▸ Page text:
= = = =

Overview
Background and Problem
System Architecture
Ideation
Testing the solution
The Pilot
Result & Nest Step
AI product
AI agent
web app UI
human-AI Interaction
react

SPARC-P — AI-Powered Clinical Communication Training for Pediatric Clinicians

App Design

Project

Dashboard Design, AI Interface Design, Front-End Development, Web App Design

Timeline

12 months

What I did

End-to-end design and development of a web-based AI dialogue platform for clinical communication training, bridging character design, conversational AI, and learning experience into an accessible interface

Team

Character Designer, Backend Developer, AI Engineer, Learning Experience Designer

Overview

SPARCP is a AI training tool for doctors & nurses to practice evidence-based clinical communication.

SPARC-P helps pediatricians build confidence in discussing HPV vaccination with hesitant parents through AI-powered conversational practice.Vaccine counseling is one of the most challenging aspects of pediatric care—clinicians must balance medical evidence with empathy, cultural sensitivity, and trust-building, often in high-pressure appointment settings.

background and Problem

Pediatric clinicians frequently face high-stakes vaccine conversations with hesitant or misinformed caregivers.

Why is this training needed?

= = = =

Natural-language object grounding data
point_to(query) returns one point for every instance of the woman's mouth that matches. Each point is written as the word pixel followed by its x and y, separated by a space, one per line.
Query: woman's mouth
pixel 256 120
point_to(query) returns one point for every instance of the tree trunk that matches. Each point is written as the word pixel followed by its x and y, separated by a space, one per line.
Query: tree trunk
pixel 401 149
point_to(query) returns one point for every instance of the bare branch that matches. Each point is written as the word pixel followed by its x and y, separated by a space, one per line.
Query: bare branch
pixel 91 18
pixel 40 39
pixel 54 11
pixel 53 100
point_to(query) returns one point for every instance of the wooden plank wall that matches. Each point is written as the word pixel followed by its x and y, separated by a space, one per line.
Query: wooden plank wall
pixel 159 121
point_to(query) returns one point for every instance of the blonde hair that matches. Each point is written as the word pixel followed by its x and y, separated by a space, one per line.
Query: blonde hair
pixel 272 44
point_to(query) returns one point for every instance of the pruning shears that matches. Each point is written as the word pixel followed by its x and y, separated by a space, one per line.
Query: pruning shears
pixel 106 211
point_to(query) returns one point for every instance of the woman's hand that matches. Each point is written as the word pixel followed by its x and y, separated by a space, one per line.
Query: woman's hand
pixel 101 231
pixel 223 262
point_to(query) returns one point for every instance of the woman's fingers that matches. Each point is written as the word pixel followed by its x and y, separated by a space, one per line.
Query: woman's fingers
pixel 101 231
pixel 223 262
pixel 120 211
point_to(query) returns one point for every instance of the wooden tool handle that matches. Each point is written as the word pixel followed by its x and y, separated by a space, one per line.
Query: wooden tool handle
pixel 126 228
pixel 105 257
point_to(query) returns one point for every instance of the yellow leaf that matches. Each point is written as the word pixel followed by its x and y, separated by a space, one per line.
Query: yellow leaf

= = = =

▸ Aim of the exercise: Write the next part of the SPARC-P project page, picking up right after its final line. The rows are separate material and have no connection to the SPARC-P project page.

▸ Output of the exercise:
Clinicians often struggle with sensitive, real-time conversations with patients.
Traditional training relies on limited role-play or one-time workshops.
There’s a need for scalable, repeatable, low-risk opportunities for clinicians to practice these conversations.

Research Question

"How might interaction design shape the quality of deliberate practice in AI-mediated clinical simulations?"

System Architecture

Meet the AI Agents

Three specialized AI agents operate in parallel: the Parent Agent (emotionally responsive roleplay), the Coach Agent (C-LEAR* aligned feedback), and the Supervisor Agent (safety, flow control, guardrails). My role was designing the interface layer where all three become a coherent human experience.

*C-LEAR Communication Framework

  • Counsel (recommend the vaccine)
  • Listen (invite concerns)
  • Empathize (acknowledge and validate)
  • Answer (address the concern directly)
  • Recommend (close with a strong recommendation)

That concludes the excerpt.